TASK A
Answer these from the article on physical bitcoins:
(i) What does FINCEN stand for?
(ii) About how much would all the bitcoins Caldwell has minted for his customers be worth?
(iii) What is the name of Caldwell's coins, for which he has stopped taking orders?

SOURCE DOCUMENT
· · · · ·
Back in October 2011 we published an article about the gentleman who was minting physical Bitcoins to compliment the electronic crypto-currency. It's taken a while for the Feds to catch up, but they've shut his operation down.
Did any of our readers add one of these to their collection before the Bitcoin price skyrocketed?
-Editor
Mike Caldwell spent years turning digital currency into physical coins. That may sound like a paradox. But it’s true. He takes bitcoins — the world’s most popular digital currency — and then he mints them here in the physical world. If you added up all the bitcoins Caldwell has minted on behalf of his customers, they would be worth about $82 million.
Basically, these physical bitcoins are novelty items. But by moving the digital currency into the physical realm, he also prevents hackers from stealing the stuff via an online attack. Or at least he did. His run as the premiere bitcoin minter may be at an end. Caldwell has been put on notice by the feds.
Just before Thanksgiving, he says, he received a letter from the Financial Crimes Enforcement Network, or FINCEN, the arm of the Treasury Department that dictates how the nation’s anti-money-laundering and financial crime regulations are interpreted. According to FINCEN, Caldwell needs to rethink his business. “They considered my activity to be money transmitting,” Caldwell says. And if you want to transmit money, you must first jump through a lot of state and federal regulatory hoops Caldwell hasn’t jumped through.
Because the process is so complicated, Caldwell has stopped taking orders for his popular Casascius bitcoins — which have become one of the most recognizable images of the thoroughly intangible digital currency. In recent months, the feds have cracked down on many other bitcoin operations in similar ways, including Mt. Gox, the most prominent online bitcoin exchange. But Caldwell’s case is a little different. He doesn’t think he transmits money.
· · · · ·
TASK B
Copy the entries word for word, from the line holding "Expected: one point per instance of the bare" through the last line of the entries, both ends included.
· · · · ·
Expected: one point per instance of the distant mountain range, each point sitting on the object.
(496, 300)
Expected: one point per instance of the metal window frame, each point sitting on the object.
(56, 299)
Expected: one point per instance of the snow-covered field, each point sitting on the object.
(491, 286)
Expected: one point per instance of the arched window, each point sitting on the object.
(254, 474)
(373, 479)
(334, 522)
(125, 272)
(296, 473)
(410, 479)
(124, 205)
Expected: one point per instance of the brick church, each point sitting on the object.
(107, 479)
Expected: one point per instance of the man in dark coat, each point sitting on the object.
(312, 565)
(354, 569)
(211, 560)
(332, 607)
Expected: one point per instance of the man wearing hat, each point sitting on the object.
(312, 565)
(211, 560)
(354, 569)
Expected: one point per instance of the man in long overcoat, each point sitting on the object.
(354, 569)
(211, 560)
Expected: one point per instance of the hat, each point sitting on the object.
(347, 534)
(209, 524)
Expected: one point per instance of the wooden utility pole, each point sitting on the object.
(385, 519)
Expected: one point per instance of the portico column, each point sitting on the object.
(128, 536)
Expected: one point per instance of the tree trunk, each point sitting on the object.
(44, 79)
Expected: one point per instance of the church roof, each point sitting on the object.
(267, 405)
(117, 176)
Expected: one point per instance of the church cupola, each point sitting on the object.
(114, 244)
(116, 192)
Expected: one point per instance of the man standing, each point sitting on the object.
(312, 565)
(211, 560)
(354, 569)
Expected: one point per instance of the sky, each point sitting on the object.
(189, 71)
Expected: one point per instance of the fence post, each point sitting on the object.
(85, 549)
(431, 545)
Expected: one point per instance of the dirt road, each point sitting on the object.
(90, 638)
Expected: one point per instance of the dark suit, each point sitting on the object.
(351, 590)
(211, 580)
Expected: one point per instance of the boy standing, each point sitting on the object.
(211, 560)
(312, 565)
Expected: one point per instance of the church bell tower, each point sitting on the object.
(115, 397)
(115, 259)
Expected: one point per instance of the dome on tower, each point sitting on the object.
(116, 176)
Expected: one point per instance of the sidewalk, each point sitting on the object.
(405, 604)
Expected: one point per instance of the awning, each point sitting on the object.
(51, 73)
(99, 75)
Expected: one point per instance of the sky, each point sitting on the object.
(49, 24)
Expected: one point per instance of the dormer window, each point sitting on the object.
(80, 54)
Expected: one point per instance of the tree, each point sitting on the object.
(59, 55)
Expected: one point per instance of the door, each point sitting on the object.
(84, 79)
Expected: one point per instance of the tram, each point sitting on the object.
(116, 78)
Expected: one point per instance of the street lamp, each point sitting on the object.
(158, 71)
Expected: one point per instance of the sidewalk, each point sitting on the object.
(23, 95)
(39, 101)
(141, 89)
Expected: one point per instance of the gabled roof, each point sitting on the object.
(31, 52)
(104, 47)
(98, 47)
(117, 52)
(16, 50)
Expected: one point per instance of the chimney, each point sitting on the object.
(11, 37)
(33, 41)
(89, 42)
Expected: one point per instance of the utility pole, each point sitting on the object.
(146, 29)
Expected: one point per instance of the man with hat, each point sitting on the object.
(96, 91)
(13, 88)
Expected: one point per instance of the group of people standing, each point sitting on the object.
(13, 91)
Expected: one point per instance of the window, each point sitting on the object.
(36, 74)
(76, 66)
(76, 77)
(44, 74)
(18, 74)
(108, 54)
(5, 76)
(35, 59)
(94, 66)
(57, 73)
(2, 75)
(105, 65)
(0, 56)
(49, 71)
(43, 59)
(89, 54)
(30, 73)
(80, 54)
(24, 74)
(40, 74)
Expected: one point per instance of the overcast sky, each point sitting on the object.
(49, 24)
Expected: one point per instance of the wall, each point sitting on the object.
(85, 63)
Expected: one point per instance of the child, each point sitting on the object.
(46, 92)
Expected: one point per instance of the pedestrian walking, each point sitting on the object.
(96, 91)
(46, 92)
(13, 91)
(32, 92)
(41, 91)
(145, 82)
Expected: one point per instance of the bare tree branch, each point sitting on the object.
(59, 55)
· · · · ·
TASK RESULT A
(i) Financial Crimes Enforcement Network
(ii) About $82 million
(iii) Casascius

TASK RESULT B
Expected: one point per instance of the bare tree branch, each point sitting on the object.
(59, 55)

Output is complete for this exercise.